- **TASK REQUIREMENTS**: Render every line of the listing below as a numbered list, leaving out any blank lines.

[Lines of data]
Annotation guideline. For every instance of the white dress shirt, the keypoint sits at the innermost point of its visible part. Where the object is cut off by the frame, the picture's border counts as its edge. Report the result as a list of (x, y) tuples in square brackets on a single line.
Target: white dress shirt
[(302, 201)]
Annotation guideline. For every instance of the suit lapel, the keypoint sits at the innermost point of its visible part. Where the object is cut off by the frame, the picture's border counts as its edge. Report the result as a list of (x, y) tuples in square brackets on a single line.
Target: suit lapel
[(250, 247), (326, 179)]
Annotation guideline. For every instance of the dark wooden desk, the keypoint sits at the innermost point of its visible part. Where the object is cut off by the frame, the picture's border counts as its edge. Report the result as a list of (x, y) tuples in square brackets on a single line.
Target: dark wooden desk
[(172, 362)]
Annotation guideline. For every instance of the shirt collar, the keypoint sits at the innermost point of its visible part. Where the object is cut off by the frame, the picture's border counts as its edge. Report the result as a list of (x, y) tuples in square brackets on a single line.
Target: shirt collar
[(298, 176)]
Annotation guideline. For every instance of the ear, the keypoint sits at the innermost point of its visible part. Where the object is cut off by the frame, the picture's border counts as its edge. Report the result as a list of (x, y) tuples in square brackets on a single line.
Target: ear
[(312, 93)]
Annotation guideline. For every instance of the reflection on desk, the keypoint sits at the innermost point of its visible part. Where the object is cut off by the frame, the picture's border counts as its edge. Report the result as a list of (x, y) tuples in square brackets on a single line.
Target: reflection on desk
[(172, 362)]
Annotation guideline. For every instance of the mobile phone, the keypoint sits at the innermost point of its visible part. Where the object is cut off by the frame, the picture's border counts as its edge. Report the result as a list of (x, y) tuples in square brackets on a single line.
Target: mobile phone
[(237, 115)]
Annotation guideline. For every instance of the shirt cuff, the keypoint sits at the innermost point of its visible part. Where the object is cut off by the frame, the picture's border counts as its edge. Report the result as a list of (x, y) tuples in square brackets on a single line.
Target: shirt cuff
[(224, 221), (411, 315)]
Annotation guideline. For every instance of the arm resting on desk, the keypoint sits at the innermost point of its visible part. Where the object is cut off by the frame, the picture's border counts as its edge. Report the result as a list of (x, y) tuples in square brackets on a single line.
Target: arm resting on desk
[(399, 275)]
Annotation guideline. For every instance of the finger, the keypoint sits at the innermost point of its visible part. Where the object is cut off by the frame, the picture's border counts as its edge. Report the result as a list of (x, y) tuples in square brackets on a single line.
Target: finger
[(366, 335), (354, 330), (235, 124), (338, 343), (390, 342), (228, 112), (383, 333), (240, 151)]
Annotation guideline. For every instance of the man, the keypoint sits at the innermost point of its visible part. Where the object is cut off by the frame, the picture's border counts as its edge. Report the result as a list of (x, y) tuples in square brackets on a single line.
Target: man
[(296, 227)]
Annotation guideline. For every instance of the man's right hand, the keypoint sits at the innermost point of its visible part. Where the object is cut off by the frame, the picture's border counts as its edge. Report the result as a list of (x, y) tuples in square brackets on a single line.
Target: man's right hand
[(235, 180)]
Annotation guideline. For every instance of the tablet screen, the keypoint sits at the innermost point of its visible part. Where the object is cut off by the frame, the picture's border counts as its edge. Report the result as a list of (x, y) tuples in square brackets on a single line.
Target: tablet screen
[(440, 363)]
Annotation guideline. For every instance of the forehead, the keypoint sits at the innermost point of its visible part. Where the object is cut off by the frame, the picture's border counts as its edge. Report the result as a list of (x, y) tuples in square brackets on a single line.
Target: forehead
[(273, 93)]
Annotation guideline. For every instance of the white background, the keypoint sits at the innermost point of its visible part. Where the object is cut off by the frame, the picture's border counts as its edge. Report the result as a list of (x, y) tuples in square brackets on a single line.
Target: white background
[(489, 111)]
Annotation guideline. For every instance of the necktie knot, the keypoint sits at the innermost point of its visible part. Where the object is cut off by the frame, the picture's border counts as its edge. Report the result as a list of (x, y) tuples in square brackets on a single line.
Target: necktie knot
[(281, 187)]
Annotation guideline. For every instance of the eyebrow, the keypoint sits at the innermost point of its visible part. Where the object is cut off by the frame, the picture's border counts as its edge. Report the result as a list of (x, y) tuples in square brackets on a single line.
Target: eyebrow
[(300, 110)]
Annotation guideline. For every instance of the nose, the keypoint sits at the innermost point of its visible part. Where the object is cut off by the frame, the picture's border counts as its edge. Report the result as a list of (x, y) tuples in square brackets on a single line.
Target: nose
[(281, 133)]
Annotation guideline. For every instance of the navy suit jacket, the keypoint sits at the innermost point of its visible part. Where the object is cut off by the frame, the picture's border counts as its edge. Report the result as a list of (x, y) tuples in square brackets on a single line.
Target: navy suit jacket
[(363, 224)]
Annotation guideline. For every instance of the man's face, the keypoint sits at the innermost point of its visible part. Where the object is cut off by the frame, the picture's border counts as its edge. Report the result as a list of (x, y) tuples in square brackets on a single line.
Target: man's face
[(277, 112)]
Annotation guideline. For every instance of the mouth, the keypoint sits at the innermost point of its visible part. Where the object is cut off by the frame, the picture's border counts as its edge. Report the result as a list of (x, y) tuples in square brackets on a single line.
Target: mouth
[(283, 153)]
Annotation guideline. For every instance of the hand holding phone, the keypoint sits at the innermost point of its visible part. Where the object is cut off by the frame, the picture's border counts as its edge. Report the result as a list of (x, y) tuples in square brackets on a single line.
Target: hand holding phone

- **EXPECTED ANSWER**:
1. Annotation guideline. For every instance of the white dress shirt, the keypoint sits at the innermost point of its visible part. Where the object is cut off by the frame, the picture's border counts as its edge. Report the result as a list of (x, y) tuples in square brackets on a single line.
2. Target: white dress shirt
3. [(302, 201)]
4. Annotation guideline. For every instance of the suit lapel, the keypoint sits at the innermost point of its visible part. Where the object is cut off by the frame, the picture's border counts as its edge. Report the result as a list of (x, y) tuples in square brackets on a single line.
5. Target: suit lapel
6. [(250, 247), (326, 179)]
7. Annotation guideline. For every instance of the dark wooden desk, the keypoint sits at the innermost point of its visible part. Where the object is cut off by the frame, the picture's border counts as its edge. Report the result as a list of (x, y) tuples in square brackets on a single line.
8. Target: dark wooden desk
9. [(172, 362)]
10. Annotation guideline. For every instance of the shirt collar, the keypoint sits at the innermost point of its visible part. Where the object is cut off by the frame, the picture's border counts as its edge. Report the result as a list of (x, y) tuples in square brackets on a single line.
11. Target: shirt collar
12. [(298, 176)]
13. Annotation guideline. For every instance of the ear, the keypoint sits at the innermost point of its visible part. Where the object is cut off by the frame, the picture's border counts as its edge. Report the result as a list of (x, y) tuples in square brackets on a single line.
14. Target: ear
15. [(312, 93)]
16. Annotation guideline. For every instance of the reflection on desk, the keypoint sits at the innermost point of its visible part. Where the object is cut off by the frame, the picture's border counts as its edge. Report the result as a list of (x, y) tuples in square brackets on a single line.
17. Target: reflection on desk
18. [(172, 362)]
19. Annotation guideline. For every instance of the mobile phone, the keypoint sits at the innermost point of its visible part. Where the object is cut off by the frame, the picture's border counts as its edge. Report the result as a list of (x, y) tuples in square brackets on a single line.
20. Target: mobile phone
21. [(237, 115)]
22. Annotation guideline. For every instance of the shirt cuff, the keypoint sits at the innermost point of its visible part. Where the object is cut off by the frame, the picture's border counts as its edge. Report the result as a list of (x, y) tuples in square brackets on a single line.
23. Target: shirt cuff
24. [(224, 221), (411, 315)]
25. Annotation guideline. For every instance of the arm resting on desk, the keypoint sits at the innermost point of its visible part. Where the object is cut off by the frame, the picture's border counts as its edge. Report the result as a list of (x, y) tuples in square brackets on a single line.
26. Target: arm resting on desk
27. [(399, 275)]
28. Annotation guideline. For every instance of the finger, the keypoint sits at the innermost point of its visible part. Where the object is cut off by the frame, the picture's border counts as its edge. Report the result as a list of (x, y) tuples in square brackets on a single line.
29. Target: finger
30. [(366, 335), (354, 330), (235, 124), (338, 343), (390, 342), (228, 112), (383, 333), (240, 151)]
31. Annotation guideline. For every instance of the man, the keypoint sits at the innermost point of its visible part. Where the object is cut off by the frame, the picture's border counts as its edge. Report the result as a list of (x, y) tuples in square brackets on a single line.
32. Target: man
33. [(296, 227)]
34. Annotation guideline. For every instance of the man's right hand, the keypoint sits at the innermost point of its visible part. Where the object is cut off by the frame, the picture's border counts as its edge. Report the result as a list of (x, y) tuples in square brackets on a single line.
35. Target: man's right hand
36. [(235, 180)]
37. Annotation guideline. For every instance of the tablet screen, the keypoint sits at the innermost point of its visible part. Where the object is cut off by the frame, the picture's border counts as its edge. Report the result as a list of (x, y) tuples in square brackets on a single line.
38. Target: tablet screen
39. [(440, 363)]
40. Annotation guideline. For every instance of the forehead, the keypoint sits at the innermost point of its visible part. Where the object is cut off by the frame, the picture's border counts as its edge. Report the result as a list of (x, y) tuples in square brackets on a single line.
41. Target: forehead
42. [(273, 93)]
43. Annotation guideline. For every instance of the white background, the keypoint sits at the innermost point of its visible part. Where the object is cut off by the frame, the picture's border counts as its edge. Report the result as a list of (x, y) tuples in square brackets on a single line.
44. Target: white background
45. [(489, 111)]
46. Annotation guideline. For every instance of the necktie knot, the keypoint sits at the innermost point of its visible part. Where the object is cut off by the frame, the picture's border counts as its edge. Report the result as a list of (x, y) tuples in square brackets on a single line.
47. Target: necktie knot
48. [(281, 187)]
49. Annotation guideline. For every instance of the eyebrow, the keypoint sits at the innermost point of its visible part. Where the object is cut off by the frame, the picture's border counts as its edge. Report the result as a list of (x, y) tuples in square brackets on a single line.
50. Target: eyebrow
51. [(300, 110)]
52. Annotation guideline. For every instance of the nose, the keypoint sits at the innermost point of its visible part. Where the object is cut off by the frame, the picture's border counts as its edge. Report the result as a list of (x, y) tuples in square brackets on a single line.
53. Target: nose
54. [(281, 133)]
55. Annotation guideline. For every instance of the navy suit jacket, the keypoint sits at the innermost point of its visible part. Where the object is cut off by the frame, the picture's border counts as its edge. Report the result as a list of (x, y) tuples in square brackets on a single line.
56. Target: navy suit jacket
57. [(363, 224)]
58. Annotation guideline. For every instance of the man's face, the keypoint sits at the innermost point of its visible part. Where the object is cut off by the frame, the picture's border counts as its edge. Report the result as a list of (x, y) tuples in square brackets on a single line.
59. Target: man's face
60. [(277, 112)]
61. Annotation guideline. For every instance of the mouth, the keypoint sits at the innermost point of its visible part. Where the object is cut off by the frame, the picture's border counts as its edge. Report the result as a list of (x, y) tuples in square brackets on a single line.
62. Target: mouth
63. [(283, 153)]
64. Annotation guideline. For every instance of the hand holding phone, the keypoint sits at the innermost point of its visible part. Where the object is cut off by the frame, the picture's border counts as its edge. Report the result as a list of (x, y) tuples in square brackets on a single line.
65. Target: hand holding phone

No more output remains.